There are a lot of images that come to my mind. I remember sitting in a bar in Cambodia where people drank cocktails from shell casings. I remember a restaurant in China that looked like a pet shop because you picked what you wanted to eat from one of the tanks and it later arrived on your plate. Very fresh!
I think it was pretty strange to be in Bangkok during the floods last October. I remember cars parked on the highway bridges. I remember sandbags around many of the buildings. And I remember being greeted by name as I walked into the hotel. I was the only one checking in that night!
I just turned 40 years old and celebrated the event by hiking the Inca Trail to Machu Picchu with a buddy of mine from high school. I’ve always wanted to go there. And I figure it would be a good challenge to hike it. I had been training every day for a few months, just to make sure that no one had to haul me off those mountains!
But that trip was just for kicks. Investment-wise, I have a long list of places on my radar to check out in the future. Markets are constantly changing. New opportunities open up all the time.

· · ·

[Exercise 1] From the travel recollections, extract the passage that begins with the words "I just turned" and stops after "off those mountains!".
[Exercise 2] Extend the travel recollections past their final sentence.

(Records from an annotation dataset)

· · ·

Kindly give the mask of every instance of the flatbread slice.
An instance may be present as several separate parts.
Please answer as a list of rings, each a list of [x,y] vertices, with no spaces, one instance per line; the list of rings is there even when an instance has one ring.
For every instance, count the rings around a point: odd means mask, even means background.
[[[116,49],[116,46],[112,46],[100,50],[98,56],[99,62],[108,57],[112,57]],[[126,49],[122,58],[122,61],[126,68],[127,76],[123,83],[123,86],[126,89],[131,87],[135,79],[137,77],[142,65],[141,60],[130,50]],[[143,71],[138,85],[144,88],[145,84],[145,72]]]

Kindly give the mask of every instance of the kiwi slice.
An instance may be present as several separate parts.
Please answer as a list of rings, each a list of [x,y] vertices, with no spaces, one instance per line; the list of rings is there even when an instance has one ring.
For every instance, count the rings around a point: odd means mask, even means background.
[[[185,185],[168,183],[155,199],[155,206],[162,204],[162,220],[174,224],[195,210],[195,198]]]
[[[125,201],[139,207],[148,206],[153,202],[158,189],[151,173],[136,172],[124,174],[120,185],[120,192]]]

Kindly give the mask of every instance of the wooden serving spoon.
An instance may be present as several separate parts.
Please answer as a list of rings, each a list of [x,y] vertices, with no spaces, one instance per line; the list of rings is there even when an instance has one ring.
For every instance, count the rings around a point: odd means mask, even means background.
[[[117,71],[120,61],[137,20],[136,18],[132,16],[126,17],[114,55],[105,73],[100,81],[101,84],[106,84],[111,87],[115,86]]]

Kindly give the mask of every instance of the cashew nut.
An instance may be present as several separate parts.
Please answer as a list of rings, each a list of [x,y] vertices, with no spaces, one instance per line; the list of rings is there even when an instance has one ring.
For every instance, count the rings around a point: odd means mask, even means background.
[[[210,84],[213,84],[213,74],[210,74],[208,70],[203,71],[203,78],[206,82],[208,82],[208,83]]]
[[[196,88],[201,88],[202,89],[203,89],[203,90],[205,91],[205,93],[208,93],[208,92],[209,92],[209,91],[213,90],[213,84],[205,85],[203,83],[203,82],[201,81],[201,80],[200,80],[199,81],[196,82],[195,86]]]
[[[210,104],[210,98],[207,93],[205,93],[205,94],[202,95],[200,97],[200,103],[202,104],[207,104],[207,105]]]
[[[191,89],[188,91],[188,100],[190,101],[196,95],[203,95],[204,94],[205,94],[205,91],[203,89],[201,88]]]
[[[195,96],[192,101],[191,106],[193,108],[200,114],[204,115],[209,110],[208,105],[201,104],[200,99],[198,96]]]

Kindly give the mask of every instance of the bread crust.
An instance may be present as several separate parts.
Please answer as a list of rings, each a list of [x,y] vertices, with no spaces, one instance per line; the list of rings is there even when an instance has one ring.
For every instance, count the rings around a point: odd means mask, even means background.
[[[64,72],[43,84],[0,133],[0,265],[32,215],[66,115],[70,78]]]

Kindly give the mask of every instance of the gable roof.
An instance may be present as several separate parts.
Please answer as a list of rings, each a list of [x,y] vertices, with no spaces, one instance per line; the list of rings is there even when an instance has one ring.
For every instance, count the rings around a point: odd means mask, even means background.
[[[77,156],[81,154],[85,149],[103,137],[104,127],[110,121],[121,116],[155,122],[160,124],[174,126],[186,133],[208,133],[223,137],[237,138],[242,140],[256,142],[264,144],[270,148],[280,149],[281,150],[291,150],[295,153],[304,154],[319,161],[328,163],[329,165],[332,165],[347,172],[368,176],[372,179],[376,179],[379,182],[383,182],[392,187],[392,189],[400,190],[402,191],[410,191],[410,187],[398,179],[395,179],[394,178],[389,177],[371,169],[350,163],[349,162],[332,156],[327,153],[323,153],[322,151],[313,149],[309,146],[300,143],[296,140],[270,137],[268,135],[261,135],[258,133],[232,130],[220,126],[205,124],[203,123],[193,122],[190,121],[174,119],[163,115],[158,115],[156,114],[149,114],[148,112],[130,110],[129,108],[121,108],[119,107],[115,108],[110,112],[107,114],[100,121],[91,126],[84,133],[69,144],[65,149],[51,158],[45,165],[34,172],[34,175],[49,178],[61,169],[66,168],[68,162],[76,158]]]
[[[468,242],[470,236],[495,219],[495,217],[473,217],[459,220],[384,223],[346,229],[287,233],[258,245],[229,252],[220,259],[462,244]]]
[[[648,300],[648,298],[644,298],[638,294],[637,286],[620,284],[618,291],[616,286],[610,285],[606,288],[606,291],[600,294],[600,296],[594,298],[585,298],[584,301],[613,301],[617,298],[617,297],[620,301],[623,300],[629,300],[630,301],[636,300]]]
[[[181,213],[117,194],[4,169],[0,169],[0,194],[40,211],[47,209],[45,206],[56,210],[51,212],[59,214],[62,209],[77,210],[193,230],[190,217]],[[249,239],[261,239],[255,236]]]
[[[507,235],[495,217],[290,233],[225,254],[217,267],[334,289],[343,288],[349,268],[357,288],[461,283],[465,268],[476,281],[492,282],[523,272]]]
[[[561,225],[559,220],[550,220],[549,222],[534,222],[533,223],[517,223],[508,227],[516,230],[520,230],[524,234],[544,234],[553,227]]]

· · ·

[Task result 1]
I just turned 40 years old and celebrated the event by hiking the Inca Trail to Machu Picchu with a buddy of mine from high school. I’ve always wanted to go there. And I figure it would be a good challenge to hike it. I had been training every day for a few months, just to make sure that no one had to haul me off those mountains!

[Task result 2]
Chris Mayer is managing editor of the Capital and Crisis andMayer’s Special Situations newsletters. Graduating magna cum laude with a degree in finance and an MBA from the University of Maryland, he began his business career as a corporate banker. Mayer left the banking industry after ten years and signed on with Agora Financial. His book, Invest Like a Dealmaker, Secrets of a Former Banking Insider, documents his ability to analyze macro issues and micro investment opportunities to produce an exceptional long-term track record of winning ideas. In April 2012 Chris will release his newest book World Right Side Up: Investing Across Six Continents.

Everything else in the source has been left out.